[Extrait du texte]

Pour étayer ses propos, la journaliste explique que les récents succès de séries mettant en scène des héros afro-américains et latinos comme How to Get Away With Murder, Jane the Virgin (auréolée d'un Golden Globe) et Empire (déjà renouvelée pour une saison 2), poussent les producteurs à choisir la diversité même quand ce n'est pas nécessaire. Elle rapporte ainsi le cas de The Advocate, commandée par ABC. Basée sur la vie de Byrdie Lifson-Pompan et du docteur Valerie Ulene, cette série devrait raconter comment un agent littéraire reconvertie en avocate et un médecin ont choisi de défendre des patients perdus face au système de santé américain. "Alors que les deux femmes qui ont inspiré cette histoire sont caucasiennes, une actrice blanche, Kim Raver, donnera la réplique à une actrice noire, Joy Bryant", écrit-elle. Ce changement dans le casting pourrait donc modifier le fond de l'histoire ?
Voilà un raisonnement qui tombe bien vite à plat quand on fait la liste de tous les acteurs blancs qui ont prêté leurs traits à des héros de couleur. Pêle-mêle : Elizabeth Taylor dans la peau de Cléopâtre, Angelina Jolie dans celle de l'afro-américaine Mariane Pearl (Un coeur invaincu), Jake Gyllenhaal dans le rôle de Prince of Persia (un personnage censé être Iranien), le casting 100% blanc d'Exodus (Christian Bale en Moïse !), ou encore Johnny Depp et Rooney Mara qui ont tous deux joués des Indiens d'Amérique – lui dans Lone Ranger, elle dans le nouveau remake de Peter Pan bientôt en salles. Alors que la question de représentation des Amérindiens aux Etats-Unis est souvent sujet à controverse , Hollywood s'en lave les mains.
Paru ce 24 mars, l'article de Deadline a particulièrement choqué Shonda Rhimes, qui a été l'une des premières personnalités à réagir sur Twitter. Depuis qu'elle a créé Grey's Anatomy en 2005, la célèbre productrice afro-américaine a toujours mis un point d'honneur à mettre en scène des castings multi-ethniques. Ses héroïnes noires (Scandal, How To Get Away With Murder) n'ont d'ailleurs pas manqué d'inspirer les autres scénaristes et producteurs, de plus en plus à l'aise avec la diversité sur le petit écran.

[/Extrait du texte]

**Liste des tâches**
a. Reformulez sous forme de liste, plus brièvement, le paragraphe de l'extrait sur la diversité à Hollywood qui commence par « Voilà un raisonnement », en conservant ses faits principaux.
b. Recopiez dans l'extrait sur la diversité à Hollywood le passage allant de « Paru ce 24 mars, l'article » jusqu'à « le petit écran. ».
c. Poursuivez l'extrait sur la diversité à Hollywood à partir de l'endroit où il s'arrête.

[Données fournies]

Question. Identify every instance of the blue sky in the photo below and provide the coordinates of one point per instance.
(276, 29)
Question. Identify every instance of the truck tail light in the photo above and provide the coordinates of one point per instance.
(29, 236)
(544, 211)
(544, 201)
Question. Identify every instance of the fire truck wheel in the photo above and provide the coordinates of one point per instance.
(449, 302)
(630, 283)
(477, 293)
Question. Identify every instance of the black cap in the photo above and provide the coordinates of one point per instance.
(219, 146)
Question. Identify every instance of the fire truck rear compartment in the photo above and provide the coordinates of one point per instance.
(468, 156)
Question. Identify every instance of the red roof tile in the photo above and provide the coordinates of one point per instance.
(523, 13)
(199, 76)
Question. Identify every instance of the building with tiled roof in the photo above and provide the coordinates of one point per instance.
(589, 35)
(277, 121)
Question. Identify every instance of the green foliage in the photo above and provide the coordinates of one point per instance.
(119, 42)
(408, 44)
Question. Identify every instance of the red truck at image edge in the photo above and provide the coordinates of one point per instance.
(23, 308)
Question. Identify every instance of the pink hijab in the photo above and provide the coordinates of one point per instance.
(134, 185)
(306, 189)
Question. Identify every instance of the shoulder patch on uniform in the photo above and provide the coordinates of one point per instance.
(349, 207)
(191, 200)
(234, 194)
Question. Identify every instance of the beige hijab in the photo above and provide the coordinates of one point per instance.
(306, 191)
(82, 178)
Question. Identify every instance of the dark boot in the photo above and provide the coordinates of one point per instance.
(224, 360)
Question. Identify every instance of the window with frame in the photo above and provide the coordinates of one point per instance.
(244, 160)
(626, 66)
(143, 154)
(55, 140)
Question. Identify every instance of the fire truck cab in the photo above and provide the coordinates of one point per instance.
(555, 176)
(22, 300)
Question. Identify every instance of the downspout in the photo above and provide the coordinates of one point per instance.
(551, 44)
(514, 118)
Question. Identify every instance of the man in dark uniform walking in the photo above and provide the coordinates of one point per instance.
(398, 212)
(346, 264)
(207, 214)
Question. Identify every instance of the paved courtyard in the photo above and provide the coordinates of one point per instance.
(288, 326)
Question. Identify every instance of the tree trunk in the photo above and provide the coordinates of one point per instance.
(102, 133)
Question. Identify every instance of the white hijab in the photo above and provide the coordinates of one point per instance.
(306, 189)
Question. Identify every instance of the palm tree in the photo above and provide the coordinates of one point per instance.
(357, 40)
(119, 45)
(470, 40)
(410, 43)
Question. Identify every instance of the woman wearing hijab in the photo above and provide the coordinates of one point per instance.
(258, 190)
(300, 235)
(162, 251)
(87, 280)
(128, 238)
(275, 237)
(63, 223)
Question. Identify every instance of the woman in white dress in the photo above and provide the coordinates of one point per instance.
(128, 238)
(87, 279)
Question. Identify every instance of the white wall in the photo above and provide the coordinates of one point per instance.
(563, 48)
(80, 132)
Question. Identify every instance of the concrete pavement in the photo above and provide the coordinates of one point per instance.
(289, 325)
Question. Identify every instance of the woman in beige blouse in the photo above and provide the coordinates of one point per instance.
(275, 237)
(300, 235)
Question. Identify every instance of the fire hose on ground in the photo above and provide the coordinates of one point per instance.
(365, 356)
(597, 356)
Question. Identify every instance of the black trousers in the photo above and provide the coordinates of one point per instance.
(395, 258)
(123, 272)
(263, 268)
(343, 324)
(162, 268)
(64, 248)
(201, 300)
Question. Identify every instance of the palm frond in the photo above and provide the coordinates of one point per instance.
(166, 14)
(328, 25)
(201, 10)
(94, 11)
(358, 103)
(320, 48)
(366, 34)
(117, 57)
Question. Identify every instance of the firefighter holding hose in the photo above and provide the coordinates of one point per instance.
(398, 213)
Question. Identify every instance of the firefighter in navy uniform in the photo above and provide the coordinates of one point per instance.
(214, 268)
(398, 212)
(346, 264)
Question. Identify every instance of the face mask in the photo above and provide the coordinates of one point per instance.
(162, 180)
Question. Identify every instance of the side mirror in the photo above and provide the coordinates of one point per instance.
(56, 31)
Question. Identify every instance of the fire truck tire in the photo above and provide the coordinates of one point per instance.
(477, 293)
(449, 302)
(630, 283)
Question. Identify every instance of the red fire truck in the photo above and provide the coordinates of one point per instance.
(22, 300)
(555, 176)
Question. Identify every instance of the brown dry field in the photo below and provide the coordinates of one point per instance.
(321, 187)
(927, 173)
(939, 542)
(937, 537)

[/Données fournies]
[Données fournies]

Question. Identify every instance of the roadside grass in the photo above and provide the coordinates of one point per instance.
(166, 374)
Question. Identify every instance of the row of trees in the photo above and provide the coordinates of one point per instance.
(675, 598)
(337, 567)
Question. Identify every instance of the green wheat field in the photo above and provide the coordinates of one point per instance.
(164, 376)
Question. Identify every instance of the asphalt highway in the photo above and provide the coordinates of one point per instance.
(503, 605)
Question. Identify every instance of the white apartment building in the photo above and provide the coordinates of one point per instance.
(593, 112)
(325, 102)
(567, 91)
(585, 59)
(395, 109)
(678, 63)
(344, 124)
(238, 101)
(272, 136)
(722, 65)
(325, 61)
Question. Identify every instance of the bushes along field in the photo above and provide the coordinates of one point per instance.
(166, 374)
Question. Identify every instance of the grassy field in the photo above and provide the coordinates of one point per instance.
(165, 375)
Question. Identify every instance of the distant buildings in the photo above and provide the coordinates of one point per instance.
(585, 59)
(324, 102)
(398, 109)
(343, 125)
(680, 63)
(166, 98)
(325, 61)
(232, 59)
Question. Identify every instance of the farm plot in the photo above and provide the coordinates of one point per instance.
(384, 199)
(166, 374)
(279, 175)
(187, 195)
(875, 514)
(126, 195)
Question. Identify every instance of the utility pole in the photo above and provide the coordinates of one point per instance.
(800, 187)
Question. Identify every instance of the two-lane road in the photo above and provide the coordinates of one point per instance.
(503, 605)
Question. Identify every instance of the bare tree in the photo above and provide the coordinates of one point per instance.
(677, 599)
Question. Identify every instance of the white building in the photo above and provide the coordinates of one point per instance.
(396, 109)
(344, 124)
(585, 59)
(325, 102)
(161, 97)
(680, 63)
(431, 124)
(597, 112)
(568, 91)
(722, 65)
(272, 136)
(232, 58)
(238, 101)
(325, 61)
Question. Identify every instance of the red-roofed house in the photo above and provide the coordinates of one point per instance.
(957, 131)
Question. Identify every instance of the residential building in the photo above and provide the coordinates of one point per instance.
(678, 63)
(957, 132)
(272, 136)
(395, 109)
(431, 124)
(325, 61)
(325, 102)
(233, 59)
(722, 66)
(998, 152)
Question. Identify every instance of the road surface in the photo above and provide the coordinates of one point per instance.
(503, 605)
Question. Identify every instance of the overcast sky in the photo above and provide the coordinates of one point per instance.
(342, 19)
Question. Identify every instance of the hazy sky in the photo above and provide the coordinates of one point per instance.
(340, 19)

[/Données fournies]

**Réponses**
a.
Ce raisonnement ne tient pas face à la liste des acteurs blancs ayant incarné des personnages de couleur :
- Elizabeth Taylor en Cléopâtre ;
- Angelina Jolie en Mariane Pearl, afro-américaine (Un coeur invaincu) ;
- Jake Gyllenhaal dans Prince of Persia, un personnage censé être iranien ;
- le casting entièrement blanc d'Exodus, avec Christian Bale en Moïse ;
- Johnny Depp (Lone Ranger) et Rooney Mara (nouveau remake de Peter Pan) en Indiens d'Amérique.
La représentation des Amérindiens aux États-Unis suscite souvent la controverse, mais Hollywood s'en désintéresse.

b.
Paru ce 24 mars, l'article de Deadline a particulièrement choqué Shonda Rhimes, qui a été l'une des premières personnalités à réagir sur Twitter. Depuis qu'elle a créé Grey's Anatomy en 2005, la célèbre productrice afro-américaine a toujours mis un point d'honneur à mettre en scène des castings multi-ethniques. Ses héroïnes noires (Scandal, How To Get Away With Murder) n'ont d'ailleurs pas manqué d'inspirer les autres scénaristes et producteurs, de plus en plus à l'aise avec la diversité sur le petit écran.

c.
Avec hargne, Shonda Rhimes s'est emportée : "Ma première réaction : AH NON. Laissez-moi enlever mes boucles d'oreille, que quelqu'un tienne mon sac. Ma seconde réaction : cet article est tellement ignorant qu'il ne peut même pas m'ennuyer". Très vite, la papesse de la télé US a été rejointe par d'autres personnalités telles que Dan Harmon, le créateur de la série Community, Billy Eichner, acteur dans Parks & Recreation, Nia Vardalos, scénariste et actrice, ou encore Mo Ryan, critique télé du Huffington Post. De leur côté, ni Deadline ni la journaliste Nellie Andreeva n'ont réagi au tollé suscité par l'article.
Malgré les efforts de l'industrie du cinéma américain , l'article de Deadline montre bien qu'il est encore difficile d'être noir à Hollywood. En décembre dernier, l'acteur Chris Rock évoquait ce problème dans un long essai publié sur le site de The Hollywood Reporter . Avec beaucoup de recul et de franchise il écrivait :
"Le cinéma est une industrie de Blancs. Tout comme la NBA est une industrie de Noirs. Je ne dis pas que c'est une mauvaise chose. C'est juste un fait. (...) Vous pouvez aller voir des films entiers sans voir une seule femme noire. (...) Je vais voir des films presque toutes les semaines, et je peux passer un mois sans voir une seule femme noire dans un véritable rôle parlé. C'est la vérité".